TEKS DOKUMEN ::
——
Memulai Tahun Ketiga Pandemi di Indonesia, Epidemiolog Sebut Pemerintah Tak Bisa Andalkan Vaksinasi Saja

JAKARTA - Dua tahun sejak temuan kasus COVID-19 pertama di Indonesia telah berlalu. Hari ini, pandemi di Tanah Air memasuki tahun ketiga.

Menurut epidemiolog dari Griffith University Australia, Dicky Budiman, ancaman COVID-19 masih tetap ada hingga saat ini. Ke depan, varian baru virus corona pun masih akan bermunculan.

Karenanya, masih ada tantangan yang harus dihadapi dalam menjalani pandemi. Meski saat ini sudah ada vaksinasi sebagai upaya perlindungan, namun pemerintah tak bisa hanya mengandalkan itu.

"Respons kita dalam menghadapi ancaman virus memang sudah diberi modal vaksinasi. Tapi, vaksinasi enggak bisa hanya jadi andalan. Harus ada tindakan adaptif untuk merespons situasi hidup dengan COVID-19," kata Dicky kepada VOI, Rabu, 2 Maret.

Tindakan adaptif yang dimaksud Dicky perlu dijalankan oleh pemeritah maupun masyarakat. Kepada masyarakat, Dicky mengimbau untuk lebih menjalankan pola hidup sehat.

Mengingat, berbagai penyakit termasuk COVID-19 mudah menyerang saat kondisi tubuh tak sehat dan imunitas melemah.

"Harus ada tidakan adaptif merespons situasi hidup dengan COVID, dalam artian hidup lebih sehat. Sanitasi hingga kualitas udara di lingkungan dan perkantoran perlu dijaga," ucap Dicky.

Kepada pemerintah, harus ada tindakan mitigasi yang dilakukan dari sekarang. Meski saat kasus COVID-19 melandai, hal ini tidak bisa dianggap remeh.

Pemerintah, menurut Dicky, perlu melakukan berbagai langkah mitigasi. Di antaranya adalah memperkuat kesetaraan akses layanan kesehatan masyarakat, khususnya kelompok rawan dan berisiko tinggi.

"Hal ini termasuk responsivitas dari kebijakan yang responsif, dalam hal ini sudah mengantisipasi dari jauh hari. Beda dengan reaktif, yang sudah ada kejadiannya, kebijakannya baru dibuat," urainya.
——
[Butir dari sumber data]
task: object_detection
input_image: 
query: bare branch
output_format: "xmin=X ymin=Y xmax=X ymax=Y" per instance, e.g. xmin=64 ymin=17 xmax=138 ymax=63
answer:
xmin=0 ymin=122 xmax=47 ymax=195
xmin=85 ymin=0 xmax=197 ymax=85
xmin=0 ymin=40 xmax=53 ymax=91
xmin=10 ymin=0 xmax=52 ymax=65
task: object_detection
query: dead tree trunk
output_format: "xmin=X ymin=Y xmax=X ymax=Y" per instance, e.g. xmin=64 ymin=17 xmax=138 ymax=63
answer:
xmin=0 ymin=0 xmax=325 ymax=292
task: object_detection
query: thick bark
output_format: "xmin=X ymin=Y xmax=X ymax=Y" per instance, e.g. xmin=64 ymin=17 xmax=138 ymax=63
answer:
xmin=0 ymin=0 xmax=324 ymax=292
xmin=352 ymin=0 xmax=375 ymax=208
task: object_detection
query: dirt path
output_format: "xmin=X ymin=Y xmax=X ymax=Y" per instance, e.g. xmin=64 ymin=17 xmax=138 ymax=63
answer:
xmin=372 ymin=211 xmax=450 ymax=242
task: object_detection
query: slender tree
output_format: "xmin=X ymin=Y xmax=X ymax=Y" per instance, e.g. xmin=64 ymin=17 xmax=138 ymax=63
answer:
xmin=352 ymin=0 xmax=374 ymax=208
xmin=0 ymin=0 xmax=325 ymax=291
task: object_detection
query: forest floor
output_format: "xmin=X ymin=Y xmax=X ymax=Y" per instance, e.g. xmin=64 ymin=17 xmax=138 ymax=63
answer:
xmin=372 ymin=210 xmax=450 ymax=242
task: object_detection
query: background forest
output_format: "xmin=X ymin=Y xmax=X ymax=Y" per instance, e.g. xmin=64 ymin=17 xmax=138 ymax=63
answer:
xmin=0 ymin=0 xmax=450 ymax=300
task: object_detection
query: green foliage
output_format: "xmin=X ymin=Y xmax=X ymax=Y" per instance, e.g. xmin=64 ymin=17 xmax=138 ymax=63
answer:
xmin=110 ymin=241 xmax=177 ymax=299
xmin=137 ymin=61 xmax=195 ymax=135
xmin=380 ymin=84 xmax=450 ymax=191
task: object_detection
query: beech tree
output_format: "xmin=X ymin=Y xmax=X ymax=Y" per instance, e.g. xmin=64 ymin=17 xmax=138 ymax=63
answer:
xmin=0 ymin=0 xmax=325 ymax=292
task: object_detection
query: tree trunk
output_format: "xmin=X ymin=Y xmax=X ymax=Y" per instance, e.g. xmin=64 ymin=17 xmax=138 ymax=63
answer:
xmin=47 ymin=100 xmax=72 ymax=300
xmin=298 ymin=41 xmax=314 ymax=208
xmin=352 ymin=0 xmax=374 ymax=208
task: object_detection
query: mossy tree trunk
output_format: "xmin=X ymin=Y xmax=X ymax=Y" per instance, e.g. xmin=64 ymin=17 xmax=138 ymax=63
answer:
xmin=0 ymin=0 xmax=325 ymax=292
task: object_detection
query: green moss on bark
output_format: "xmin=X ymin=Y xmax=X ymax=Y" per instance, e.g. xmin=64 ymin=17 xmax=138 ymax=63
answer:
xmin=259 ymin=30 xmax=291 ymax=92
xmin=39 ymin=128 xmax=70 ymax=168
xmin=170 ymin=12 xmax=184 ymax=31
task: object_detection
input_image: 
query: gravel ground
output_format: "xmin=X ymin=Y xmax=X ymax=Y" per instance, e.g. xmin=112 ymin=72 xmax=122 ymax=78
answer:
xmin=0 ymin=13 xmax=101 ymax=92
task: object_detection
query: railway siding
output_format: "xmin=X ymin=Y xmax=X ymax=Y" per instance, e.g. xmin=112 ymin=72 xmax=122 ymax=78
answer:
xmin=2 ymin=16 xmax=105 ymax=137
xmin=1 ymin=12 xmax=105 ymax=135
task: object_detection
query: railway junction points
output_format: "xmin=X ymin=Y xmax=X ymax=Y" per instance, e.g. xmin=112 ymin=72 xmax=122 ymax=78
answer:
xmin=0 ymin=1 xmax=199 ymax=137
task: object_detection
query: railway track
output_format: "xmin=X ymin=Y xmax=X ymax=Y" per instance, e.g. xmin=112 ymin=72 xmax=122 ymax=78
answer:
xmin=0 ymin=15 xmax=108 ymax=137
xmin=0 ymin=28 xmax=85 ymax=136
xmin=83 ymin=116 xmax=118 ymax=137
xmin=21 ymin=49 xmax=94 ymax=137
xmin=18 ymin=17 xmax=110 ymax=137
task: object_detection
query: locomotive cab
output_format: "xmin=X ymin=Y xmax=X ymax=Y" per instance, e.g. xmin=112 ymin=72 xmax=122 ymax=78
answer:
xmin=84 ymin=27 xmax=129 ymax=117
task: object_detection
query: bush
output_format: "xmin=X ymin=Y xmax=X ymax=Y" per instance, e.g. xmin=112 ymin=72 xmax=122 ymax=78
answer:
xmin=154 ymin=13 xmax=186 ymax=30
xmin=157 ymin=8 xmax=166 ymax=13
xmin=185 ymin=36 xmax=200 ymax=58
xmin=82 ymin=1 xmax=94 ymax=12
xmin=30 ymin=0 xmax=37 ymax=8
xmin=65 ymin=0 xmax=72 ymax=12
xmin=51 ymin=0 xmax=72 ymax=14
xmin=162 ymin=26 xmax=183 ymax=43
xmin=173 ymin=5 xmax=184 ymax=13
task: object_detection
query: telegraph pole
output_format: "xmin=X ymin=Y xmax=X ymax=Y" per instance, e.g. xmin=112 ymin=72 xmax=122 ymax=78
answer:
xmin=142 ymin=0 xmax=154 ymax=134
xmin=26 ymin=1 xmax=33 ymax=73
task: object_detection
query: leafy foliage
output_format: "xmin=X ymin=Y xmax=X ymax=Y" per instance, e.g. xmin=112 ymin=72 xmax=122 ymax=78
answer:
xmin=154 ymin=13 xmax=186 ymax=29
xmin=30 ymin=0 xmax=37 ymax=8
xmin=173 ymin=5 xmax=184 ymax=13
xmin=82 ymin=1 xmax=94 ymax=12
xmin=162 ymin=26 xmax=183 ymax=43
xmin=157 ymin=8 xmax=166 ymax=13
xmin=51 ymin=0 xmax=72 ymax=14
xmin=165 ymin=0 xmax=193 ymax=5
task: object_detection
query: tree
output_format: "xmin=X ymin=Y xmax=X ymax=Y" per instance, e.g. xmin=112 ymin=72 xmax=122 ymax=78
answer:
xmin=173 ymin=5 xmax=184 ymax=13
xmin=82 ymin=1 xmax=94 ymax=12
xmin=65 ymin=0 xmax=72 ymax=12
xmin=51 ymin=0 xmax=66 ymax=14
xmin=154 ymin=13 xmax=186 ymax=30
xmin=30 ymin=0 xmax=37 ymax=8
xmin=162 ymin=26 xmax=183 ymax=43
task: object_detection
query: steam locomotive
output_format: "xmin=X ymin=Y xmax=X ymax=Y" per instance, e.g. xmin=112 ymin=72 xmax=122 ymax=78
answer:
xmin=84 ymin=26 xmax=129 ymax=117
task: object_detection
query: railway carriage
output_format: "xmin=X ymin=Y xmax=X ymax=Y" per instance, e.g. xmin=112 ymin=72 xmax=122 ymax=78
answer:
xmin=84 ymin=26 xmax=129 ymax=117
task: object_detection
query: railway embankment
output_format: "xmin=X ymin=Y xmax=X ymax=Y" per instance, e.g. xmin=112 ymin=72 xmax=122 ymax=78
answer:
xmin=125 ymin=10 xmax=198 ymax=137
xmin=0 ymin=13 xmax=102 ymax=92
——
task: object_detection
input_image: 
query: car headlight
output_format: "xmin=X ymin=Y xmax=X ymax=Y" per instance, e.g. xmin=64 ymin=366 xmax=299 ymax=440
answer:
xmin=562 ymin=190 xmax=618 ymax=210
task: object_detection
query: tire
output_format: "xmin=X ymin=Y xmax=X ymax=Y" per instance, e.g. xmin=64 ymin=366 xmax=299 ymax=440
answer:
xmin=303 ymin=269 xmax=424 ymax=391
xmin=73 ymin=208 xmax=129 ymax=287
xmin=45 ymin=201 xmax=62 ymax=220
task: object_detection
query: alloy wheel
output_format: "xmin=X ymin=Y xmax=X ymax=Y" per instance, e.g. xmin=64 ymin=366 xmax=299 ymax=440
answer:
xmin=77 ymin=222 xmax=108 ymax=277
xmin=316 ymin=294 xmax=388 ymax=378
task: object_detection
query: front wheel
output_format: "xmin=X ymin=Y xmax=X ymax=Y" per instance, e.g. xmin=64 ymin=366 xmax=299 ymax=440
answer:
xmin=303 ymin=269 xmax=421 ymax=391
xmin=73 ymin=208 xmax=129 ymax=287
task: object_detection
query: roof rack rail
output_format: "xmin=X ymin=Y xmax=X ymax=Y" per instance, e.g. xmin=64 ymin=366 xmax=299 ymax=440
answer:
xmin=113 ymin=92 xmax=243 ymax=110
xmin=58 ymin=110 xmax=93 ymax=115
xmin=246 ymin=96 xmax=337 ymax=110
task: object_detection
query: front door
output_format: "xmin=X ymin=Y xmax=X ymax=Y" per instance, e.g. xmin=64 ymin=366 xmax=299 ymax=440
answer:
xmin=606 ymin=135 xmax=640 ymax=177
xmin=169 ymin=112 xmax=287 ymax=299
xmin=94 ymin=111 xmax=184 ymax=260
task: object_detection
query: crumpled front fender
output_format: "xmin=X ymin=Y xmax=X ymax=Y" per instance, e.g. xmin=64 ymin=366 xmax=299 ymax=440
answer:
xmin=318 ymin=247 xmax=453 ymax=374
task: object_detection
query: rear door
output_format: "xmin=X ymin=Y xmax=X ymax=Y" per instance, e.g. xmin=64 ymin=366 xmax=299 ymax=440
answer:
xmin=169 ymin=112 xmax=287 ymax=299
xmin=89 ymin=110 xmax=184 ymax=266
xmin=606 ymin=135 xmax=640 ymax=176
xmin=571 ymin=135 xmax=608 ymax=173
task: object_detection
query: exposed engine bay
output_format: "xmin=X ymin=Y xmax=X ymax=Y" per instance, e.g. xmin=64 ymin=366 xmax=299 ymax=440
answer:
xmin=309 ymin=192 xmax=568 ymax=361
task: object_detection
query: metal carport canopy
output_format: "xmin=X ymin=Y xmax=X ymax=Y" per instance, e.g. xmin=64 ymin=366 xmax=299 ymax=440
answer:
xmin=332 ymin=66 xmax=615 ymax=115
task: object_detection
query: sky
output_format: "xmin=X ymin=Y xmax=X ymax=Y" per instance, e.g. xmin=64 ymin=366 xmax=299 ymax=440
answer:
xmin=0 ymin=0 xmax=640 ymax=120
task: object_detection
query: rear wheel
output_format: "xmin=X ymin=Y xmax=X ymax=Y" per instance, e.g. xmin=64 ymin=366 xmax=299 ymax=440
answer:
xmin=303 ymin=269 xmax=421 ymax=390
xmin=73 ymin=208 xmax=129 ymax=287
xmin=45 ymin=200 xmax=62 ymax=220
——
PERINTAH TUGAS 1 :: Tulis ulang kata demi kata bagian artikel tentang pandemi itu, mulai dari "Tindakan adaptif yang" dan berakhir pada "dan imunitas melemah.".
PERINTAH TUGAS 2 :: Ringkaslah artikel tentang tahun ketiga pandemi di Indonesia dalam dua kalimat.
Kerjakan hanya dengan berpegang pada teks artikel, bukan pada materi.

JAWABAN LATIHAN 1 ::
Tindakan adaptif yang dimaksud Dicky perlu dijalankan oleh pemeritah maupun masyarakat. Kepada masyarakat, Dicky mengimbau untuk lebih menjalankan pola hidup sehat.

Mengingat, berbagai penyakit termasuk COVID-19 mudah menyerang saat kondisi tubuh tak sehat dan imunitas melemah.

JAWABAN LATIHAN 2 :: Memasuki tahun ketiga pandemi di Indonesia, epidemiolog Griffith University Australia, Dicky Budiman, menyatakan ancaman COVID-19 masih ada dan pemerintah tidak bisa hanya mengandalkan vaksinasi. Ia menekankan perlunya tindakan adaptif, yaitu pola hidup lebih sehat bagi masyarakat serta langkah mitigasi dari pemerintah, di antaranya memperkuat kesetaraan akses layanan kesehatan, khususnya bagi kelompok rawan dan berisiko tinggi.